• **Prompt**
Switch "race bib" to "runner number" in everything from the start of the lines down to the line with "[223,429,324,503]", and give those lines back with nothing else changed. Leave the pictures out of your answer.

• **Material**
======

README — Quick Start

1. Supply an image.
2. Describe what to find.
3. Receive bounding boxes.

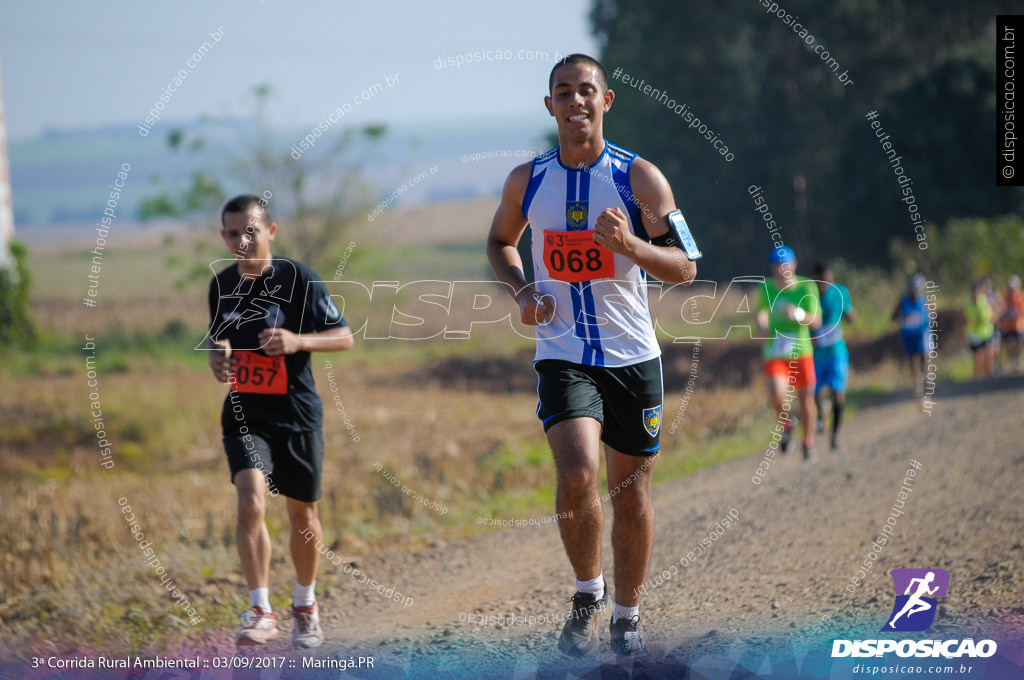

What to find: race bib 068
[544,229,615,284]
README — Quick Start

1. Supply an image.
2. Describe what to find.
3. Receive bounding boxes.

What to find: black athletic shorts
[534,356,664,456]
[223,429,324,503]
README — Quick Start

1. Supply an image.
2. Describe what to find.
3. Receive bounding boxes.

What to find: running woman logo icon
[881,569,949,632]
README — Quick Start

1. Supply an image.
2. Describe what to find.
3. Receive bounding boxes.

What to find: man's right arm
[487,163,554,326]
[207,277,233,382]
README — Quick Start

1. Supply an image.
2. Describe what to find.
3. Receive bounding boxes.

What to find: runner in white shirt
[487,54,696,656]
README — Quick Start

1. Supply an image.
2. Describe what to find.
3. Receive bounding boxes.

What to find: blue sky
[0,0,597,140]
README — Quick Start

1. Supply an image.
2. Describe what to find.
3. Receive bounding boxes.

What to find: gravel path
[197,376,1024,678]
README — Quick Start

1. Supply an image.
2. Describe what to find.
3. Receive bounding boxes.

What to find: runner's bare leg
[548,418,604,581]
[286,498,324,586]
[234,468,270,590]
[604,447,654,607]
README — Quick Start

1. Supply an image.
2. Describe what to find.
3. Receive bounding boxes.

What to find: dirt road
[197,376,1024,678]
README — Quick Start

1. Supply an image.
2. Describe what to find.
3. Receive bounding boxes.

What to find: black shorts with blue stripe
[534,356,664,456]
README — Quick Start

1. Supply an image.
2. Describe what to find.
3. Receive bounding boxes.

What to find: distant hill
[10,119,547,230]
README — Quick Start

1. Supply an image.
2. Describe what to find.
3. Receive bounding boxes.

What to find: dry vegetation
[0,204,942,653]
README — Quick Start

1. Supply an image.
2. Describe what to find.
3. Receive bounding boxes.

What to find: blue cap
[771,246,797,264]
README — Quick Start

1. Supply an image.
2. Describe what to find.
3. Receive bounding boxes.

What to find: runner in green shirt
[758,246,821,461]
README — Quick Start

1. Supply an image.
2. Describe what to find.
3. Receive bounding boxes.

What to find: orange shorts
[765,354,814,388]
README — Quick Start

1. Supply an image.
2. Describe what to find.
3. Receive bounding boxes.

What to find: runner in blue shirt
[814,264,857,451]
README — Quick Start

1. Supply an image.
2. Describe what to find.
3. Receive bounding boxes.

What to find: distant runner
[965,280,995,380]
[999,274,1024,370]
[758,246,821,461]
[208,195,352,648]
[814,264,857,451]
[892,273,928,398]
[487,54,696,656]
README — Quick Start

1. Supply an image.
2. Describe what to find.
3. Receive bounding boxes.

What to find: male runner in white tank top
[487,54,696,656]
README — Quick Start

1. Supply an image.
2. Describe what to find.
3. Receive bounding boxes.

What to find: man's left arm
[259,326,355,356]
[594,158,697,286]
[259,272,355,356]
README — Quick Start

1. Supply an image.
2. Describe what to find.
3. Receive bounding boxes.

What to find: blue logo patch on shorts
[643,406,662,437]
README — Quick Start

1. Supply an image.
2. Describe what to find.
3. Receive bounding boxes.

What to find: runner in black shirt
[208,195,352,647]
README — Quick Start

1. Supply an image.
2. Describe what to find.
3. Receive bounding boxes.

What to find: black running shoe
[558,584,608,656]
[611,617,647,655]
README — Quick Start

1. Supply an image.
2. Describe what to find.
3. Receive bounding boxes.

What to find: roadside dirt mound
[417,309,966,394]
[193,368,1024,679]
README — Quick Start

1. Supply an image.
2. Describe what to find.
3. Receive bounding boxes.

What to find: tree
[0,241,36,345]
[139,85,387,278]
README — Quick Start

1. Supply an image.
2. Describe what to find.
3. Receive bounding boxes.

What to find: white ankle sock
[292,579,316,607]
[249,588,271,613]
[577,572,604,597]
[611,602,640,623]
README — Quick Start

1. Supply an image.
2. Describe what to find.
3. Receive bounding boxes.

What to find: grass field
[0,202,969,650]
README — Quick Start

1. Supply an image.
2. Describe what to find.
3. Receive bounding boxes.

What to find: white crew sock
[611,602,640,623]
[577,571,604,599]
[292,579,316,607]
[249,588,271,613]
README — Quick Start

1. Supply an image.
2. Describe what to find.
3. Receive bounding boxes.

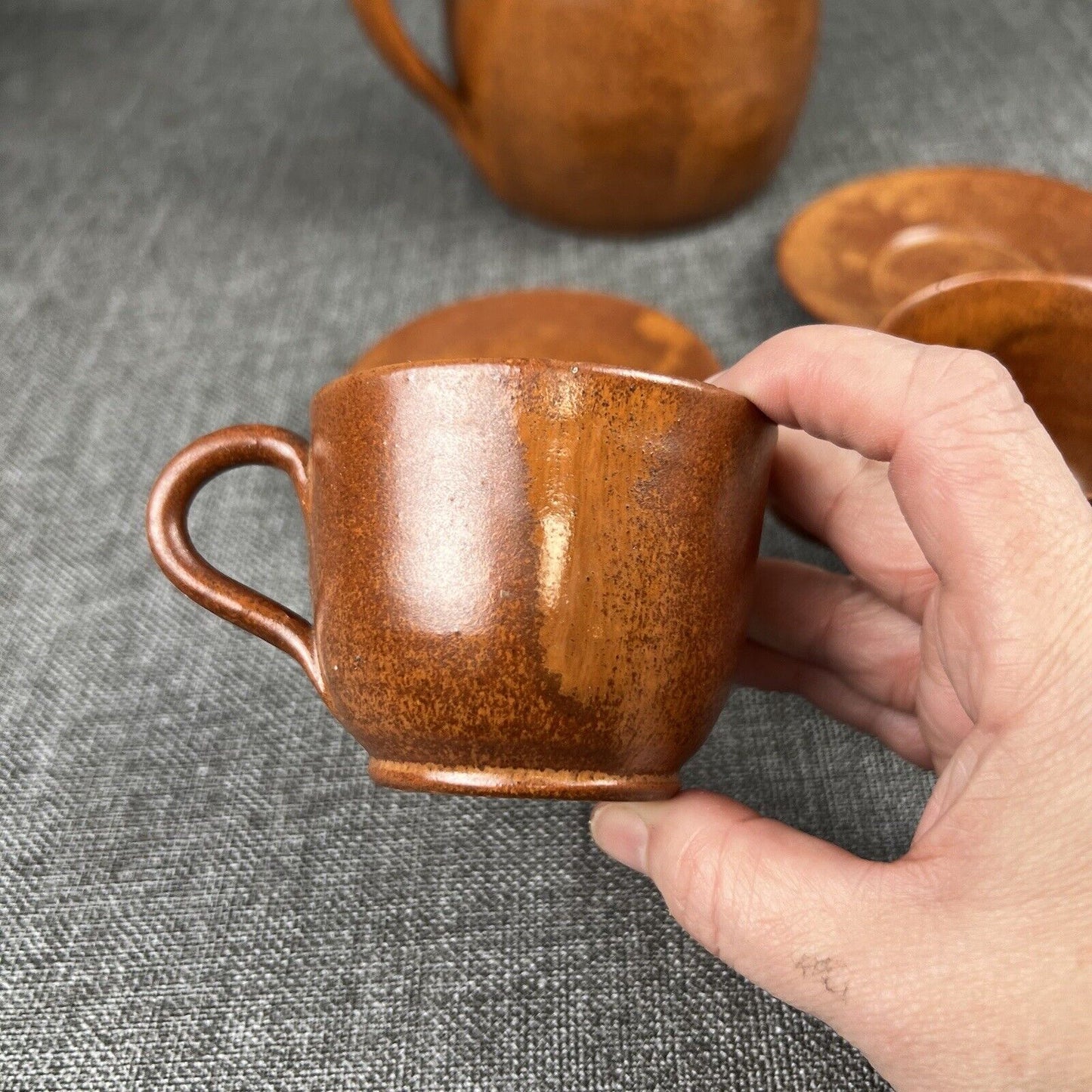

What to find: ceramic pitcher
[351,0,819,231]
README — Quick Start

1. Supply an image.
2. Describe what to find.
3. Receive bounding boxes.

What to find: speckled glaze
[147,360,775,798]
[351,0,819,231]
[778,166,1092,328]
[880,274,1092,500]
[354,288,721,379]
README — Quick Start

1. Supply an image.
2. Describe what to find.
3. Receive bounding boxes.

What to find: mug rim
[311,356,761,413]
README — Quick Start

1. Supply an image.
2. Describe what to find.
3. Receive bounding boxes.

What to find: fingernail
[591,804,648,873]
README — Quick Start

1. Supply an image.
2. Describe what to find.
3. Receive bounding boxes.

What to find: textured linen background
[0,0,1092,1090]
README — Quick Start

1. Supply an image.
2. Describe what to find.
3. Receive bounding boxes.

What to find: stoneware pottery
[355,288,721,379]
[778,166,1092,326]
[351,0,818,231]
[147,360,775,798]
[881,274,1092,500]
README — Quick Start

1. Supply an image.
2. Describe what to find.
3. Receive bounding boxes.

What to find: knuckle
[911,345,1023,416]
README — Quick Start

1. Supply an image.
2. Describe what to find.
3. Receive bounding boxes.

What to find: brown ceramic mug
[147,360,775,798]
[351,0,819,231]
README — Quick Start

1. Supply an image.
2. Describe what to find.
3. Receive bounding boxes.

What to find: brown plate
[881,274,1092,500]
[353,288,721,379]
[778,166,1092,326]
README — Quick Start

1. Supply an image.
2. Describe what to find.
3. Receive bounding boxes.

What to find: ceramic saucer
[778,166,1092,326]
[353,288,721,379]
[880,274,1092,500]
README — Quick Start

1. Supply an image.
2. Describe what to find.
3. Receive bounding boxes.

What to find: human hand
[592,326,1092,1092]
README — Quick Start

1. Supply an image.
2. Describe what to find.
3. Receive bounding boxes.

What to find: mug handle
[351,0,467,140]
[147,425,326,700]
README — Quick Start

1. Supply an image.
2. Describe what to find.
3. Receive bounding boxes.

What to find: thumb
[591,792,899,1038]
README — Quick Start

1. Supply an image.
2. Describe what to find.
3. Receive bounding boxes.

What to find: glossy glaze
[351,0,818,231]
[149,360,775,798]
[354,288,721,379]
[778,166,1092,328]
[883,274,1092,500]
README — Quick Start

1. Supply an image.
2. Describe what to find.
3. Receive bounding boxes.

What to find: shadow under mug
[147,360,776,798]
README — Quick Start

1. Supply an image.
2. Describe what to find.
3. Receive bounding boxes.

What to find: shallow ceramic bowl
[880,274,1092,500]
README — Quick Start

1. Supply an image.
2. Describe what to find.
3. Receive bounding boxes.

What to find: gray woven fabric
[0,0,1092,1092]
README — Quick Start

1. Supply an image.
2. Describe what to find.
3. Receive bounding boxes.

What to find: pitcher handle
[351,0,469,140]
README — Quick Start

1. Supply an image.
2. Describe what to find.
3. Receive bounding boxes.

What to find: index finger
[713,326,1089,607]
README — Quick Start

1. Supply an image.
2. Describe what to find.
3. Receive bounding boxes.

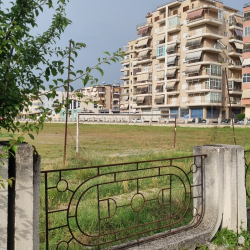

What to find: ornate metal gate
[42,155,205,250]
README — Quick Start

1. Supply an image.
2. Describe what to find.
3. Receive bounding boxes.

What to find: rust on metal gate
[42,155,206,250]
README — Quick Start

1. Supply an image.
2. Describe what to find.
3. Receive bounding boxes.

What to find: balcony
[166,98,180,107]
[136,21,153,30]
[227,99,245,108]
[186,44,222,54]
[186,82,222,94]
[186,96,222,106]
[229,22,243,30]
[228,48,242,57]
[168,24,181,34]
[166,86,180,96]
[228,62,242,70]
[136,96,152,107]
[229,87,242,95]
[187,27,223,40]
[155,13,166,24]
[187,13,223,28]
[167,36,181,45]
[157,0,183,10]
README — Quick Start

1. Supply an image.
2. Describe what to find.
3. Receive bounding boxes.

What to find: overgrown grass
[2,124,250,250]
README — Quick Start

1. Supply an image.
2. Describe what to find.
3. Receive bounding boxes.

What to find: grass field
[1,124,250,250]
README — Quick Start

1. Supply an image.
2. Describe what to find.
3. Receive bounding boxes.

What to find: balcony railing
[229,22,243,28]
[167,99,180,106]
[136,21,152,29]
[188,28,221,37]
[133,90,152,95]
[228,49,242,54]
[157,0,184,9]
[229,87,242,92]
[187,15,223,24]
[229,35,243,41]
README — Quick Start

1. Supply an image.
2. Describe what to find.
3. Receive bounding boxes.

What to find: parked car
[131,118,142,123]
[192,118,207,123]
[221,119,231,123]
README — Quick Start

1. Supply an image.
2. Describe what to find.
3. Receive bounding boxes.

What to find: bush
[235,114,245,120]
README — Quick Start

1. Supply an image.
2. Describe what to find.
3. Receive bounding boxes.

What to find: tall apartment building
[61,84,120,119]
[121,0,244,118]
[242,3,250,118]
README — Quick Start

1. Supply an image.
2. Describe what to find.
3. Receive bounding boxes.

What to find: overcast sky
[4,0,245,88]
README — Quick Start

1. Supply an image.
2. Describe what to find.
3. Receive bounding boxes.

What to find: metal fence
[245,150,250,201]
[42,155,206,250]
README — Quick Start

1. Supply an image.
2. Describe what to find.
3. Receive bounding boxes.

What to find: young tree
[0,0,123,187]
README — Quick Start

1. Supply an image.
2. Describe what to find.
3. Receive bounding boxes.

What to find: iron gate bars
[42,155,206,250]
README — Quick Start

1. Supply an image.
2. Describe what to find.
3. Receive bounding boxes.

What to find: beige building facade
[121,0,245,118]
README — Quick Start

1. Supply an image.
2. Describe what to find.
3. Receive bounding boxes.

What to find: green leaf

======

• **Answer in full**
README — Quick Start

1. Supply an image.
2. Describe what to find.
3. Receive bounding boxes.


What to find: runner number 068
[544,229,615,284]
README — Quick Start

1. Supply an image.
2. Describe what to find.
3. Receive bounding boxes.

What to find: black athletic shorts
[534,356,664,456]
[223,429,324,503]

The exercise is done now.